• **THE TASK**: Lay out the listing below as a two-column CSV with the headers "request" and "answer", one row per listing item, each field quoted and with line breaks replaced by spaces. Include every item in the listing.
-------- INPUT RECORDS --------
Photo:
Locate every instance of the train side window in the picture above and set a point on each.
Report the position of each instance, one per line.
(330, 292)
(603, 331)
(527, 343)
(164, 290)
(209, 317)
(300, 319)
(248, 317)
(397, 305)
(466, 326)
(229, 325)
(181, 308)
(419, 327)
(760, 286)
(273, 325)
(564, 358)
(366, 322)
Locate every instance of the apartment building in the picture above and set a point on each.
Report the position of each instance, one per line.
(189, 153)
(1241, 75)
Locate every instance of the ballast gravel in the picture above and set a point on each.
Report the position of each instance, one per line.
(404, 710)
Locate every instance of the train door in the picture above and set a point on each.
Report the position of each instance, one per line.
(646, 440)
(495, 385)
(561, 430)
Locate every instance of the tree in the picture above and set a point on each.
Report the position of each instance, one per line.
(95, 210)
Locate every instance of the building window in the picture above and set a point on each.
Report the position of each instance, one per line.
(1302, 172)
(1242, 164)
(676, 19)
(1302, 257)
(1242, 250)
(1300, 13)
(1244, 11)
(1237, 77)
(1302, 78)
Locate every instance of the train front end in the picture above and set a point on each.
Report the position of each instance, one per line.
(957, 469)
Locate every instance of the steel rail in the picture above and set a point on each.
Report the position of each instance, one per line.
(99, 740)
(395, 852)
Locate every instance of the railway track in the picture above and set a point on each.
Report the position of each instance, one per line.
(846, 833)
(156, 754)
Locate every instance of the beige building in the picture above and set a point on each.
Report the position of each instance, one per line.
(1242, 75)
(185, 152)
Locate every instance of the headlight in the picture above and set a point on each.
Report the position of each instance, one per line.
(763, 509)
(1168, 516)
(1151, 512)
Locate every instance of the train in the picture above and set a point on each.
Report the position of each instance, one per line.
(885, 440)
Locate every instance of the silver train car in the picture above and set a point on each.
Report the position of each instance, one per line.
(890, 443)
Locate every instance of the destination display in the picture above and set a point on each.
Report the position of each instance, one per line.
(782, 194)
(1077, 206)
--------
• **FULL RESPONSE**:
request,answer
"Photo: Locate every instance of the train side window in the picture above and set a point on each. Report the position of each instance, one per line.","(330, 292) (603, 331) (527, 343) (164, 290) (209, 317) (300, 319) (248, 317) (397, 305) (466, 326) (229, 325) (181, 308) (419, 327) (760, 286) (273, 325) (564, 358) (366, 322)"
"Locate every instance of the apartment building in the picture above and set a point on each. Report the position of each instance, one per line.","(189, 153) (1241, 75)"
"Locate every instance of the ballast gravel in the picture above and set a point on each. Report the position of each instance, one per line.","(404, 710)"
"Locate every instance of the train door in the picture above and set a point on each. Report the position of each instance, one per line.","(646, 440) (495, 385) (561, 430)"
"Locate every instance of the tree in the picture above and set a point on each. Report the position of each instance, one per line.","(95, 210)"
"Locate every instance of the building window in the picture above and set a point on each. Report the position of each instance, one per line.","(1302, 172) (1242, 164) (676, 19) (1302, 257) (1242, 250) (1300, 13) (1244, 11) (1237, 77) (1302, 78)"
"Locate every instance of the train front end in the picture above and set a point on each. Report the position of each instance, one per line.","(957, 469)"
"Locate every instance of the steel rail in the picture above and set a point on each. Report the position of each instance, one per line.","(99, 740) (395, 852)"
"Locate every instance of the railway track in the picture above and set a point on each. Report the position of each instance, one per line.","(846, 833) (156, 754)"
"Locate every instance of the beige building in the picture above and set a point on each. Report the position of each instance, one per line.","(1242, 75) (185, 152)"
"Locate every instance of the headlight in the picture above and set a point on each. Report the position of each instance, one per line.","(763, 509) (1168, 516) (1151, 512)"
"Locate every instance of the train in the picture above and set a point on each. Report the position of each instance, one per line.","(885, 440)"
"Locate every instance of the silver train car in the picture above and set a point on each. Report the position of each instance, one per line.","(890, 443)"
"Locate every instance of the destination display in the picture above and set a point on each. Report the position of each instance, one per line.","(782, 194) (1077, 206)"